# INSTRUCTIONS FOR THE TASK
Pick out every line of the listing below that contains the word "water", matching case exactly, and copy each such line in full.

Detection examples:
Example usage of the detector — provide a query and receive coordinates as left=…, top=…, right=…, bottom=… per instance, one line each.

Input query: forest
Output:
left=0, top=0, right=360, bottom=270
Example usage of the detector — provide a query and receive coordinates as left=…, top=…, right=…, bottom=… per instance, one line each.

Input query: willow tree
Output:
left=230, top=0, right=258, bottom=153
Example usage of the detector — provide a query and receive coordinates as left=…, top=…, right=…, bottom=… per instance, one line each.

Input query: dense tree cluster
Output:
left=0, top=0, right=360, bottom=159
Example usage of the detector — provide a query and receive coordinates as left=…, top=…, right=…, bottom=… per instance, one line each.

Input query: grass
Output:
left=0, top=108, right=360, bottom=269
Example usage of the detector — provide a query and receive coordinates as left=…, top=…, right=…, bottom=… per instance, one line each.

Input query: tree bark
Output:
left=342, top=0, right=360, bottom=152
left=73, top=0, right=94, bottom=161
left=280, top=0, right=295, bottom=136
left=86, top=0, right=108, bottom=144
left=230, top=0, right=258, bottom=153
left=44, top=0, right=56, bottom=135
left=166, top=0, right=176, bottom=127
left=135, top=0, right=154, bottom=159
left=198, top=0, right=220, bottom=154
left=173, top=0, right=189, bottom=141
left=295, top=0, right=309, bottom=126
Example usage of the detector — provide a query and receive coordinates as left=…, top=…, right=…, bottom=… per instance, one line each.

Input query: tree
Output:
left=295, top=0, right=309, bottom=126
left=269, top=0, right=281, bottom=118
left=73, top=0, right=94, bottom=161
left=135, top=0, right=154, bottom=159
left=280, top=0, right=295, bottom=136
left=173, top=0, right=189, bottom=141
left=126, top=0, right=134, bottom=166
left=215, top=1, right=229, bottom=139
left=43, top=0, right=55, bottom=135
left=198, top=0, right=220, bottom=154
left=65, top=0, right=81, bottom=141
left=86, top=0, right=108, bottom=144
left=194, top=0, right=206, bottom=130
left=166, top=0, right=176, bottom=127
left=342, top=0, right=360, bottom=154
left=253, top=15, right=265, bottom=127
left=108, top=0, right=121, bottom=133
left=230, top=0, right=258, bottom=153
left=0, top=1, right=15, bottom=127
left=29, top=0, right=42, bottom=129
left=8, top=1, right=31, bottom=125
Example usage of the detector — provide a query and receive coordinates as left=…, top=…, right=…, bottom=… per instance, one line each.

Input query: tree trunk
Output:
==
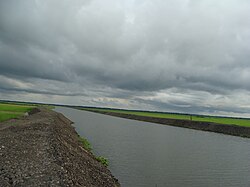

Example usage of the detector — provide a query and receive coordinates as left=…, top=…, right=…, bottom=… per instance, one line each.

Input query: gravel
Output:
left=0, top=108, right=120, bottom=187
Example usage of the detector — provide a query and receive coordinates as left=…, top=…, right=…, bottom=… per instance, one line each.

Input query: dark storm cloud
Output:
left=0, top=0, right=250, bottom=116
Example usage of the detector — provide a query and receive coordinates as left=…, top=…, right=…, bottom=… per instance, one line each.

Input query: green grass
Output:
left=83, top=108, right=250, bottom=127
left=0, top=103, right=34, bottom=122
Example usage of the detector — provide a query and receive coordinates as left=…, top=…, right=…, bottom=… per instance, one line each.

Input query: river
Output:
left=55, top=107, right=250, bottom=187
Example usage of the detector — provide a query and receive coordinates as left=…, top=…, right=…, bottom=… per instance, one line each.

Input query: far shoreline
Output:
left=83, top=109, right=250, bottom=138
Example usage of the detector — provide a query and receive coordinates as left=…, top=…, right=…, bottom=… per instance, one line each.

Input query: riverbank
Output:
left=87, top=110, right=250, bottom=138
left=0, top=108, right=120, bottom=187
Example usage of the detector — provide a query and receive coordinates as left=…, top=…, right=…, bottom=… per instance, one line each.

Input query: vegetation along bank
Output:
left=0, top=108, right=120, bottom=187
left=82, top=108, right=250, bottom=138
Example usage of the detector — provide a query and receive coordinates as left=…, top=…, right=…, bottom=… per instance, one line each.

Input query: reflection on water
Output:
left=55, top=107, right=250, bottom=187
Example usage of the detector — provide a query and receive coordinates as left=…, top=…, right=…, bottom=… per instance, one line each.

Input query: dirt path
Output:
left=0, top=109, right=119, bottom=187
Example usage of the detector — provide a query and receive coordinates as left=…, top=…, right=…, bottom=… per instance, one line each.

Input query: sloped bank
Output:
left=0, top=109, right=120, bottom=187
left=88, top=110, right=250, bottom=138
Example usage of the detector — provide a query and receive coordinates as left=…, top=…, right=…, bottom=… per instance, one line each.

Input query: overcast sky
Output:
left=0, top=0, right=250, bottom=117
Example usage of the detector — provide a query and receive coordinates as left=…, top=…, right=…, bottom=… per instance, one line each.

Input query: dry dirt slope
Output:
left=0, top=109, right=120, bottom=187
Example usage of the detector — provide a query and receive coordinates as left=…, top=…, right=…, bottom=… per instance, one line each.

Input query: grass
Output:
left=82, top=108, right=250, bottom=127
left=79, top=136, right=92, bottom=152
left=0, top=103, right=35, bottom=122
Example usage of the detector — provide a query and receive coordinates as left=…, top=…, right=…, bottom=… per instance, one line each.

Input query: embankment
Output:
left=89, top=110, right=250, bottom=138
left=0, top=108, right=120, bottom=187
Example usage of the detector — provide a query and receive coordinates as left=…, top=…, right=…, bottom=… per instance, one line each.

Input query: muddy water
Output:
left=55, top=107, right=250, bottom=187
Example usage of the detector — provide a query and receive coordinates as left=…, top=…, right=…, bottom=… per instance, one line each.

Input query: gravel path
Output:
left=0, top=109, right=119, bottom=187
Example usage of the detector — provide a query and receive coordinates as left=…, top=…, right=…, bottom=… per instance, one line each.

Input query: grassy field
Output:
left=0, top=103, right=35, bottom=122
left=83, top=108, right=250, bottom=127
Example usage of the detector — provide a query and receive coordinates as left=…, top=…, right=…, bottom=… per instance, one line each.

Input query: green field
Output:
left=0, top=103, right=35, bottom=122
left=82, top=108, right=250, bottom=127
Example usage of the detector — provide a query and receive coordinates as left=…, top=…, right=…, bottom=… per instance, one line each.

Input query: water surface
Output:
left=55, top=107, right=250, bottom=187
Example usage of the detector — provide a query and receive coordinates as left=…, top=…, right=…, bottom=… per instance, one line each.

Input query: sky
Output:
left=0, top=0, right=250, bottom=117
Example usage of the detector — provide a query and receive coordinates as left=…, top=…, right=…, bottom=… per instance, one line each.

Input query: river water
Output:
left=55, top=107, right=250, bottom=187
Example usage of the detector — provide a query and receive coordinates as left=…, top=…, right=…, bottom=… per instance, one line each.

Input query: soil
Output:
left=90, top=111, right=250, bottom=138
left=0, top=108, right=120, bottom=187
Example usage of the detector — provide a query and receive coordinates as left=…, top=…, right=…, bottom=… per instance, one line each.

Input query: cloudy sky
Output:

# EXERCISE ANSWER
Input query: reflection on water
Input query: muddy water
Input query: water surface
Input query: river water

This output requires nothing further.